• Document excerpt:
Gonorrhoea is the second most common bacterial STI worldwide as per WHO. The infection affects the rectum, cervix, uterus or urethra, and spreading further up to throat and eyes. In more complicated cases it can lead to infertility, arthritis and problems in the nervous system. Gonorrhoea is known to be most prevalent among men and women in the age group of 15- 24 years.
However, due to growing resistance the Gonorrhoea bacteria to the available antibiotics, and a large number incidence of cases, it has also been called a huge public challenge by WHO.
Gonorrhoea is spread majorly through vaginal, oral or anal sex. Ejaculation is not necessary for the bacteria to get transmitted.
It can also be passed from an infected mother to her baby at the time of childbirth.
Gonorrhoea is known for its common lack of symptoms. Around 1 in 10 infected men and almost 5 in 10 infected women don't experience any symptoms.
However symptoms may appear in two weeks of being infected or they do not appear until many months later.
Women may experience unusual vaginal discharge, a burning sensation while urinating, bleeding in between period cycles, heavy or irregular periods or pain during bowel movements.

• Raw data:
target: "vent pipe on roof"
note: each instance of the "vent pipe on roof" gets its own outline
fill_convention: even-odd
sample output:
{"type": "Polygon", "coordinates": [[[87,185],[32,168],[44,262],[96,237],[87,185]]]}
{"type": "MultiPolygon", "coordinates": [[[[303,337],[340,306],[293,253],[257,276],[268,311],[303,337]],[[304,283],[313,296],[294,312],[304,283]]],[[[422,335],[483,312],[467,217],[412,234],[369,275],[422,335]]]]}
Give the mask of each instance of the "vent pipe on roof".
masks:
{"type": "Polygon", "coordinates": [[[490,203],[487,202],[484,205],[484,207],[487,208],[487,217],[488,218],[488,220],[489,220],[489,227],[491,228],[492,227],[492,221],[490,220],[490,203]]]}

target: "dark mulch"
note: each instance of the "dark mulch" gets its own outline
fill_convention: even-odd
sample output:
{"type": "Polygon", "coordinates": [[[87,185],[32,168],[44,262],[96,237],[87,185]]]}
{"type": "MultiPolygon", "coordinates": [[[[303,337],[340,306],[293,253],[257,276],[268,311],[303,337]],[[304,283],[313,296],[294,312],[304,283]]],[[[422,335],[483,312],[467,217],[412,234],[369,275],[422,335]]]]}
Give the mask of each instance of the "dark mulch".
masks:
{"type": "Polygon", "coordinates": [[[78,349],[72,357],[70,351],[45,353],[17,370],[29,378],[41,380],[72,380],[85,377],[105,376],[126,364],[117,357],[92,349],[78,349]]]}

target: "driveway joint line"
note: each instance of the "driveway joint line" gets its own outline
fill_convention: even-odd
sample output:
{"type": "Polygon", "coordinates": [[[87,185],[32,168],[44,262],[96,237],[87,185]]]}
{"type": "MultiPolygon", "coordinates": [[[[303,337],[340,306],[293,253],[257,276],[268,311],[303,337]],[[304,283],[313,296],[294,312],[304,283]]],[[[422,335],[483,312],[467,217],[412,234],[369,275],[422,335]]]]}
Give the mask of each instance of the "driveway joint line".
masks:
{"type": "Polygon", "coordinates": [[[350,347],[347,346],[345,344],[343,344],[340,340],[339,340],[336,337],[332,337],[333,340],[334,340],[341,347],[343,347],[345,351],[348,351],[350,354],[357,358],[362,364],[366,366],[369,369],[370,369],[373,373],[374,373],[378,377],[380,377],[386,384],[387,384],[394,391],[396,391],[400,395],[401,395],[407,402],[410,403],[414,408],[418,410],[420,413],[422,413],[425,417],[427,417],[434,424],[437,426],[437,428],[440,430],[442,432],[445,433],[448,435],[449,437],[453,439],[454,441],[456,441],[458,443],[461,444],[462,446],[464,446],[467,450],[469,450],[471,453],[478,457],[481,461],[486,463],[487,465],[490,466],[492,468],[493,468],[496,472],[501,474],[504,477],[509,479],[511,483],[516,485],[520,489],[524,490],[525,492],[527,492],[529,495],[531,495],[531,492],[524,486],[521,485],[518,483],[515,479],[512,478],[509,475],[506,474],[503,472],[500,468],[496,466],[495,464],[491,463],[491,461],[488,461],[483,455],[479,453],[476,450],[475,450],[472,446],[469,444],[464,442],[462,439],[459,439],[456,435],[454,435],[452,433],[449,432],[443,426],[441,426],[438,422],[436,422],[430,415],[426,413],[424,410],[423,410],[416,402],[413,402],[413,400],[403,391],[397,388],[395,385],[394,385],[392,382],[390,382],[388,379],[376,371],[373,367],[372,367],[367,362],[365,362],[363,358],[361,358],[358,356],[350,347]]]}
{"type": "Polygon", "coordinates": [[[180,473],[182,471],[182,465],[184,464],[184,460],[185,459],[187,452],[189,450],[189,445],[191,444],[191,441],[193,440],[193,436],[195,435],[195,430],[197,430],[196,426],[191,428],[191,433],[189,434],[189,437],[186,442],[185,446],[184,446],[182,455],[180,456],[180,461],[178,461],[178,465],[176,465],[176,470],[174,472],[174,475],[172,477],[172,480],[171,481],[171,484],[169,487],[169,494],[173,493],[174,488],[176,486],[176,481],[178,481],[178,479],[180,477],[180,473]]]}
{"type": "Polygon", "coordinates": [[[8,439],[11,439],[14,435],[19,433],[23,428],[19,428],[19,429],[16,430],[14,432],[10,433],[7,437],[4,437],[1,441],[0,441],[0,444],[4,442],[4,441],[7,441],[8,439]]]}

• Aim of the task: Summarize the gonorrhoea text above in three sentences.

• Problem solution: Gonorrhoea, which WHO ranks as the second most common bacterial STI worldwide, affects the rectum, cervix, uterus or urethra, can spread to the throat and eyes, and in more complicated cases can lead to infertility, arthritis and nervous system problems. It spreads mainly through vaginal, oral or anal sex, even without ejaculation, and can pass from an infected mother to her baby during childbirth, and WHO has called it a huge public challenge because of growing antibiotic resistance and the large number of cases. Many infected people have no symptoms, including about 1 in 10 men and almost 5 in 10 women, and when symptoms do appear, they may come within two weeks or not until many months later.